### Task to carry out
Rewrite the records from the line containing "Return the mask of every instance of the ceiling" through the line containing "92L195 92L194 91L190", both included, with every "mask" changed to "outline" and nothing else altered. Omit the pictures from your answer.

*** Material

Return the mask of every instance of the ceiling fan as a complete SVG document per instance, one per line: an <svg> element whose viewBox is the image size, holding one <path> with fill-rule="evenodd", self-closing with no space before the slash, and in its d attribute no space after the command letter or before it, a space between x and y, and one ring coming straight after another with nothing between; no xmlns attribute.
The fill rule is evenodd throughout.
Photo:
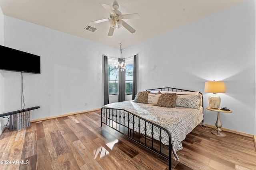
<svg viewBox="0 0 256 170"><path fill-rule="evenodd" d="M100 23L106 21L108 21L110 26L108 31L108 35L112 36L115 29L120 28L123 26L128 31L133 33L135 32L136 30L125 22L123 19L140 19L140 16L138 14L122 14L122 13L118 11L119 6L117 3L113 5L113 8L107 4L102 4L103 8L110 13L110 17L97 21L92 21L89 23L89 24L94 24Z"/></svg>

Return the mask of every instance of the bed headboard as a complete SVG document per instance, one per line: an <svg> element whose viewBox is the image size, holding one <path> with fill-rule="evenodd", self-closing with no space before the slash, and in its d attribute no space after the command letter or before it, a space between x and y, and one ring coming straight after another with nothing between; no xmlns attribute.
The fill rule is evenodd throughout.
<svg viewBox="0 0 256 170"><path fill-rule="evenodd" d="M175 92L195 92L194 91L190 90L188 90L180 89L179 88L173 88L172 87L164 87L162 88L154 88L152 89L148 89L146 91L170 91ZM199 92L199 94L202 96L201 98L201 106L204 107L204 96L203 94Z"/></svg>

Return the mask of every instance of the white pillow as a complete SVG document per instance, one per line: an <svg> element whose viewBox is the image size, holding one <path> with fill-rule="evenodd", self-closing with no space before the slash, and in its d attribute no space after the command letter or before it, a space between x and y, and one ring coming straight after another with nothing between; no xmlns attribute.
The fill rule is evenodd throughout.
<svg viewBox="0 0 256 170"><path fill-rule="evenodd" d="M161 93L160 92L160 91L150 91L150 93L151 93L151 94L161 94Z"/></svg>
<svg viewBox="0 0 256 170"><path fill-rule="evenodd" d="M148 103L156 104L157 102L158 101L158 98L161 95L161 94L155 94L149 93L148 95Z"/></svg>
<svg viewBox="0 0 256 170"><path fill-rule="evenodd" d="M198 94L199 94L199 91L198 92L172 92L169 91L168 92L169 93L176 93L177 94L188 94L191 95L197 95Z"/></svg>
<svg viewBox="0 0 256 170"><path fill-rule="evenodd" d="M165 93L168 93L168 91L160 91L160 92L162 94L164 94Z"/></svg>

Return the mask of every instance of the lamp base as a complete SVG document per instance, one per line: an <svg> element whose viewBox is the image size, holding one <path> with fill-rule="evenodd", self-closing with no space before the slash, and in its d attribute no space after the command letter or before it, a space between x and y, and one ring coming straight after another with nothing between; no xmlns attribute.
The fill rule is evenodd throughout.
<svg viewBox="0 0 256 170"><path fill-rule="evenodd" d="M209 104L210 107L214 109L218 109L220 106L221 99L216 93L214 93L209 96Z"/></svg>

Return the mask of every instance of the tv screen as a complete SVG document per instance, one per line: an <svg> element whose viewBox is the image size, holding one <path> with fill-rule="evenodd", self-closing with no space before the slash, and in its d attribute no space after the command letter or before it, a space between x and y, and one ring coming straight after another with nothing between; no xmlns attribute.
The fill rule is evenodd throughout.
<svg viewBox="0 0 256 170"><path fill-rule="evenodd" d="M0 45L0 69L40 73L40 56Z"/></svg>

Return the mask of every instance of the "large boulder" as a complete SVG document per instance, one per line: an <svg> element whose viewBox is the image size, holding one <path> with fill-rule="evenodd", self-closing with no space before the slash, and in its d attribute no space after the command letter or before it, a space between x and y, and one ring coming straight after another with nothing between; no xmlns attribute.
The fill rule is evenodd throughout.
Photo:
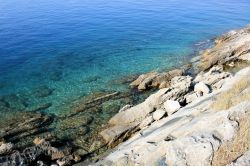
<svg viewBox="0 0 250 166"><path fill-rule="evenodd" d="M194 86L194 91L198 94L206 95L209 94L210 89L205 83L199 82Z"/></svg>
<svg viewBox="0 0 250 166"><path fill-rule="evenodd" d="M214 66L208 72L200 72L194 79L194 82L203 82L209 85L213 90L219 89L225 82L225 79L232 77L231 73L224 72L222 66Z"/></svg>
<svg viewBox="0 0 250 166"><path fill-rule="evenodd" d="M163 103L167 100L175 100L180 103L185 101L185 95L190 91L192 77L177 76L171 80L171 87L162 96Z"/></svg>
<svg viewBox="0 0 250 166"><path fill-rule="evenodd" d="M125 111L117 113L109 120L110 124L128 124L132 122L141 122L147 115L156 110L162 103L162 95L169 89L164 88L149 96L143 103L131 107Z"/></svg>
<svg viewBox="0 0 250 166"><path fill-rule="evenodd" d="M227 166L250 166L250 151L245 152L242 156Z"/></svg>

******
*** Material

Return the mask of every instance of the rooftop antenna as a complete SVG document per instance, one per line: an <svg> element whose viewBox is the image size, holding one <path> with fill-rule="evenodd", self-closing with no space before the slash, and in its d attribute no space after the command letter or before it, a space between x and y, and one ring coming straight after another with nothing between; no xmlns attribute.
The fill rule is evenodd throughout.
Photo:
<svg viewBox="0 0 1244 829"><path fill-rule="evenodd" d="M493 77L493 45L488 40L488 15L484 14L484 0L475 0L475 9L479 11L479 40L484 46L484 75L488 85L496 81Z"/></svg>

******
*** Material

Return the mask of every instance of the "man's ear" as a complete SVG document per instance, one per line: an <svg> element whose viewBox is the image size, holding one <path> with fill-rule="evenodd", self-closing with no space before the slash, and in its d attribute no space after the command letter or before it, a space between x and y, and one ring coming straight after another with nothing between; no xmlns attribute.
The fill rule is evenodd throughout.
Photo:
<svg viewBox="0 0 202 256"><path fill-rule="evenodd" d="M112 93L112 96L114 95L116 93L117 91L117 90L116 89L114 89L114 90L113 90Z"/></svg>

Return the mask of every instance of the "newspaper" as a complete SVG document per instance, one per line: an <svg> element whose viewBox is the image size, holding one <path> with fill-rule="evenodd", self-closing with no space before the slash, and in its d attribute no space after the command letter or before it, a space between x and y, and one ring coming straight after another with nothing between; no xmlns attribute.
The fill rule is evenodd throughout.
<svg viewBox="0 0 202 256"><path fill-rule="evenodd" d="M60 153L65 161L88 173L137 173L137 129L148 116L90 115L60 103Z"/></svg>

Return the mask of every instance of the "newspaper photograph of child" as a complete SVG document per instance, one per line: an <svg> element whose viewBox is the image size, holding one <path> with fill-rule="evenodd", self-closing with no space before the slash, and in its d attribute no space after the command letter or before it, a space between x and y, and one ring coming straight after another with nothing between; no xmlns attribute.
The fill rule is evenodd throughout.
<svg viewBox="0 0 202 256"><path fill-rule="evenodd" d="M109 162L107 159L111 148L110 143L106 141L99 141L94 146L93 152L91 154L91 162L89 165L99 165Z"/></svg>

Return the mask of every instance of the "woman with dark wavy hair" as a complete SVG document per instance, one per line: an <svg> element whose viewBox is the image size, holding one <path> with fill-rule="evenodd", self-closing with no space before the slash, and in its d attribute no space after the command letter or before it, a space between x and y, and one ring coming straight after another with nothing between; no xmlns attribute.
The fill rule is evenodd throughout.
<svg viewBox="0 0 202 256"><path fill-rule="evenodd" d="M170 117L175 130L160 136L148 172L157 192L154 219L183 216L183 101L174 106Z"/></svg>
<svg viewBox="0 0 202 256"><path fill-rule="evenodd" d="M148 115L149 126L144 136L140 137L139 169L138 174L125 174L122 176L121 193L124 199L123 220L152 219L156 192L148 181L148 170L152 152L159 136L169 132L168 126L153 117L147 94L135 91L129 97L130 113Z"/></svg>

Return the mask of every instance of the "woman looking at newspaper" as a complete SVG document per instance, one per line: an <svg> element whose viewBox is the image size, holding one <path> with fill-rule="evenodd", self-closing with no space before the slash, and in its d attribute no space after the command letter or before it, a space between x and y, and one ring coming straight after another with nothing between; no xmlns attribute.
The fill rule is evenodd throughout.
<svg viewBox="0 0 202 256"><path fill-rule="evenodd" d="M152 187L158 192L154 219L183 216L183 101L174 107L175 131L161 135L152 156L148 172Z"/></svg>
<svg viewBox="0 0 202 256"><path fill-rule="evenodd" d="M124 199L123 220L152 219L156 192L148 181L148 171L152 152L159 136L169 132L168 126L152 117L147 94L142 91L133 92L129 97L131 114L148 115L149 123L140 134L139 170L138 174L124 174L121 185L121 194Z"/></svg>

******

### Exercise answer
Return the outline of every instance of the ceiling fan as a complete SVG document per instance, one per line: an <svg> element whose viewBox is the image size, holding one <path> with fill-rule="evenodd", self-closing with no space before the slash, and in its d attribute no space after the command letter or before it, a space between x and y, and one ring coming straight after another with nothing between; no xmlns attribute.
The fill rule is evenodd throughout.
Photo:
<svg viewBox="0 0 256 170"><path fill-rule="evenodd" d="M100 23L106 21L108 21L110 26L108 31L108 35L112 36L115 29L120 28L123 26L128 31L133 33L135 32L136 30L125 22L123 19L140 19L140 16L138 14L122 14L122 13L118 11L119 6L117 3L113 5L113 8L107 4L102 4L103 8L110 13L110 17L97 21L92 21L89 23L89 24L94 24Z"/></svg>

Return the outline of every instance of the bed headboard as a complete SVG document per instance, one per line: an <svg> element whose viewBox is the image size, holding one <path> with fill-rule="evenodd", self-closing with no space before the slash, and in its d attribute no space after the command letter or before it, a space between x and y, and one ring coming straight after another with nothing between; no xmlns attribute.
The fill rule is evenodd throughout.
<svg viewBox="0 0 256 170"><path fill-rule="evenodd" d="M175 92L195 92L194 91L190 90L188 90L180 89L179 88L173 88L172 87L164 87L162 88L154 88L152 89L148 89L146 91L170 91ZM199 92L199 94L202 96L201 98L201 106L204 107L204 96L203 94Z"/></svg>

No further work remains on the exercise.